> **Your objective**
A line qualifies if it holds the string "railcar". Copy every qualifying line from the records.
==== Provided entries
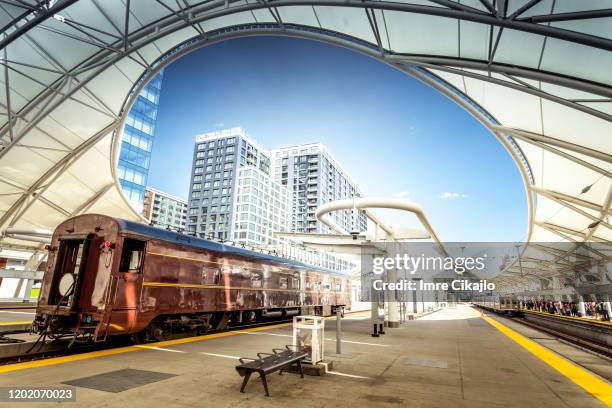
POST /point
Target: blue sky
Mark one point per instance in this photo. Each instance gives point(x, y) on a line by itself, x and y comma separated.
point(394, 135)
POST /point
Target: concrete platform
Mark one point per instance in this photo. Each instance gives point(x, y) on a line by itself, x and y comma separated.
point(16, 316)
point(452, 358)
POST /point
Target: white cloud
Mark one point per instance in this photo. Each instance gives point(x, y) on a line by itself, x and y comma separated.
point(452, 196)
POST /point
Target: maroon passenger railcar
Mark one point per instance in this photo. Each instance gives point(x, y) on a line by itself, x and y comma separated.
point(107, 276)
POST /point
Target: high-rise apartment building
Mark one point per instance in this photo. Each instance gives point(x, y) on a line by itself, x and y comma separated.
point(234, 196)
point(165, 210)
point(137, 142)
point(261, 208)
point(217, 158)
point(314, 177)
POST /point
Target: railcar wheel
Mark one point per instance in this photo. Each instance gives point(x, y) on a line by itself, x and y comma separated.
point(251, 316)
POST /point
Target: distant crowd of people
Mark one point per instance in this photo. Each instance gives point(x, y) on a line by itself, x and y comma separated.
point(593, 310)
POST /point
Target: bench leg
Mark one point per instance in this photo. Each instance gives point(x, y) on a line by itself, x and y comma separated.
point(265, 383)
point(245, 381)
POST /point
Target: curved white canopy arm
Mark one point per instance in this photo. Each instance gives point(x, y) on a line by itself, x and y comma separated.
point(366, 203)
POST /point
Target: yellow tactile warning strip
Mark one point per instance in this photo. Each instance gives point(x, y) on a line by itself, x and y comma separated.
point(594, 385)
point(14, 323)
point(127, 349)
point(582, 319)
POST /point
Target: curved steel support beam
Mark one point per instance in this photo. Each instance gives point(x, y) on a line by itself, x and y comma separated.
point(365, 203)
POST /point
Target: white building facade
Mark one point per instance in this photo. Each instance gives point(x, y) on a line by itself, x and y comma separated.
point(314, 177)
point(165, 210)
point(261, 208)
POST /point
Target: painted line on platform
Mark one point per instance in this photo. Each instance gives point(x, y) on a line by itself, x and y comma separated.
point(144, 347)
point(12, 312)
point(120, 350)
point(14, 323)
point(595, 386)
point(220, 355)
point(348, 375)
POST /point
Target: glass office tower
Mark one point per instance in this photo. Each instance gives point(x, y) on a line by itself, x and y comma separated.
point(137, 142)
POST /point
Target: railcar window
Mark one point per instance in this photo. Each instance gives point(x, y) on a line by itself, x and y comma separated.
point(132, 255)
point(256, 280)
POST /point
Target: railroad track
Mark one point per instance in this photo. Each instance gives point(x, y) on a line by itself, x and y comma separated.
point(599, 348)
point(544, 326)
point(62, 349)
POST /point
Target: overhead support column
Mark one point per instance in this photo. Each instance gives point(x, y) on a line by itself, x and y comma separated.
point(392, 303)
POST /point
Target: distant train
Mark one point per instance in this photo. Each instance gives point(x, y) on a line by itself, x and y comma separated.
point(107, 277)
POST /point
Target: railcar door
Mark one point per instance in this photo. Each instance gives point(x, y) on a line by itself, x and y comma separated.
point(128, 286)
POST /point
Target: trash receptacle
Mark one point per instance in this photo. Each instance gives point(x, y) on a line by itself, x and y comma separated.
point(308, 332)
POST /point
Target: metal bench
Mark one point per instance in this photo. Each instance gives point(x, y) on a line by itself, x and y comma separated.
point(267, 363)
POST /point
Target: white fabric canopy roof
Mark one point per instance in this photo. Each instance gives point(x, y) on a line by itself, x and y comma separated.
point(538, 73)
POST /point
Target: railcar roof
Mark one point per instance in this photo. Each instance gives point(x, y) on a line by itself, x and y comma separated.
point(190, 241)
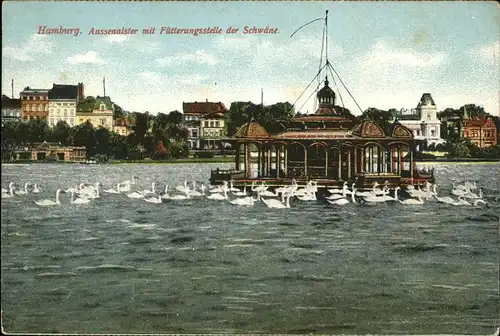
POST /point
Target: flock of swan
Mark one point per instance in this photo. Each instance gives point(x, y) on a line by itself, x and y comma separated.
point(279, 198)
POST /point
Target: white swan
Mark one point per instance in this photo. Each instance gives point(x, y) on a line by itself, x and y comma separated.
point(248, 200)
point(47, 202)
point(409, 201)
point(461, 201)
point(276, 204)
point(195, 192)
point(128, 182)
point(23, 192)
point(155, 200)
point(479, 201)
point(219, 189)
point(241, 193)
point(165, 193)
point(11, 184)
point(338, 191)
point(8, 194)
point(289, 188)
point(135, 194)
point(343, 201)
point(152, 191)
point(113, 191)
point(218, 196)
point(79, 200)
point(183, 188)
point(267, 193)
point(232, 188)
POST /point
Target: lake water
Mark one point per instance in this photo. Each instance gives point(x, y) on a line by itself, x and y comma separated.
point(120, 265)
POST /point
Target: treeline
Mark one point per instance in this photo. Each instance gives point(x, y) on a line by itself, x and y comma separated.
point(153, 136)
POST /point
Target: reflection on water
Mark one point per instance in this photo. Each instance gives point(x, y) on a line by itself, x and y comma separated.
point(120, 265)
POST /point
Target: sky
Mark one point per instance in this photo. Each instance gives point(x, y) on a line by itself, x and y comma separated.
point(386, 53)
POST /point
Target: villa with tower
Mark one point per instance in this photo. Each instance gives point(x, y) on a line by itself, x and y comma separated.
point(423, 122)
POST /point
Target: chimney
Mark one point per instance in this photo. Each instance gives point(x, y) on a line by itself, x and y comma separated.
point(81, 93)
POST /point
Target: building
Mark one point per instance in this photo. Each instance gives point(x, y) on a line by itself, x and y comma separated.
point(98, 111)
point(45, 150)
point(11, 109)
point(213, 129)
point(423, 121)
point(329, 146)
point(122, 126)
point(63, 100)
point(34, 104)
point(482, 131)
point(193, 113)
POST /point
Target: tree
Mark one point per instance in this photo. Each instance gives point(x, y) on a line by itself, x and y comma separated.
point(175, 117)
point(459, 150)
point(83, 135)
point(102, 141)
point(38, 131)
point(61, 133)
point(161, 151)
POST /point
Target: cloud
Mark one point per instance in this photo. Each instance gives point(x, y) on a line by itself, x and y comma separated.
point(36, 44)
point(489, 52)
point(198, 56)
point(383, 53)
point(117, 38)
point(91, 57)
========
> **Your response**
Target: maroon passenger railcar
Target: railcar wheel
Target: railcar window
Target: railcar door
Target: railcar roof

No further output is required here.